Task instructions - The data must be returned in full and exactly as given.

********

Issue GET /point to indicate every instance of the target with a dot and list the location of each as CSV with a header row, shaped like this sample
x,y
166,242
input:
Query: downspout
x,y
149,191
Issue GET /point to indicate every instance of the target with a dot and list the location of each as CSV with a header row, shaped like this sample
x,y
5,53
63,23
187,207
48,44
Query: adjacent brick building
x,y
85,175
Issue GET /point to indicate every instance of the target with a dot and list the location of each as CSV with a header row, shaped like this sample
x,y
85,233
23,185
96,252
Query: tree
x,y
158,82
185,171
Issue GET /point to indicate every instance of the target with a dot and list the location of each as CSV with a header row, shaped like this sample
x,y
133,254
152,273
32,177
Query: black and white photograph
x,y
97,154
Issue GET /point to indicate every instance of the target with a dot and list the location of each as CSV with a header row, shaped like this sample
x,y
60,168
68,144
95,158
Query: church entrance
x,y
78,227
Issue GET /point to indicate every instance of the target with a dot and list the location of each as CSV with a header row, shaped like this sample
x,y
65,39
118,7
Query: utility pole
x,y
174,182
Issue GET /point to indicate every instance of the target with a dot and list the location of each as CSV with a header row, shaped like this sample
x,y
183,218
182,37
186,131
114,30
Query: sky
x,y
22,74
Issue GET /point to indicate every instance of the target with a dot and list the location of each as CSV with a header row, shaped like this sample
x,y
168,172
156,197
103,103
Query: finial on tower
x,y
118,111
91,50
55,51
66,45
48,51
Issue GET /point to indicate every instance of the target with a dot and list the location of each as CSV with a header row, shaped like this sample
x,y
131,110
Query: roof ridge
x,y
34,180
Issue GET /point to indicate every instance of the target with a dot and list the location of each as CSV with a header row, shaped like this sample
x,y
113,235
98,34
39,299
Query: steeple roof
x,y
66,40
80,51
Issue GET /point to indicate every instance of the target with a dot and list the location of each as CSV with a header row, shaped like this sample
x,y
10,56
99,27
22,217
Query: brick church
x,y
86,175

********

Response for this exercise -
Issue GET /point to indicate every instance of the target with a dot and list the location of each as CSV with a header row, shaped like this sample
x,y
166,242
input:
Query: downspout
x,y
149,191
Issue GET /point to indicate every instance of the target with a dot and list the location of each as CSV with a header row, shaped like this sample
x,y
5,53
63,23
187,207
48,44
Query: adjacent brick building
x,y
85,175
Issue GET /point to indicate every instance of the target with a dot and list the location of each as CSV with a header row, shaped like this sample
x,y
85,233
23,185
96,252
Query: tree
x,y
158,82
185,171
Issue GET /point to indicate every instance of the target with a dot and list the location of each as CSV with a header row, shaped like this sample
x,y
133,254
152,273
32,177
Query: black and white photograph
x,y
97,154
Issue GET /point to indicate every instance of the target with a dot and list the location of each as CSV with a header row, shaped like this sample
x,y
60,168
68,144
95,158
Query: church entrance
x,y
78,227
Issue GET /point to indicate every instance of the target with a dot and list the location of each as CSV with a header row, shaped like this sample
x,y
65,39
118,7
Query: utility pole
x,y
174,182
Issue GET /point to indicate every instance of the target with a dot and list the location of each as CSV with a header row, shaped like this sample
x,y
183,218
182,37
186,131
114,30
Query: sky
x,y
22,74
Issue GET /point to indicate every instance of the target with a dot and list the location of each as CSV with a header row, shaped like this sample
x,y
168,172
156,197
103,103
Query: finial on tower
x,y
118,111
91,50
55,51
66,45
48,51
Issue GET /point to indicate every instance of the target with a dot and list the location of each as CSV with a header row, shaped like this sample
x,y
131,110
Query: roof ridge
x,y
34,180
Issue GET /point to indicate every instance of the target with a dot and list the location of each as CSV with a header row, shaped like this sample
x,y
113,235
98,34
39,299
Query: steeple roof
x,y
66,40
80,51
Issue GET /point to indicate every instance of the target with a dot and list the location of each as CSV with a header row, shaped like this sample
x,y
10,56
99,27
22,217
Query: brick church
x,y
86,175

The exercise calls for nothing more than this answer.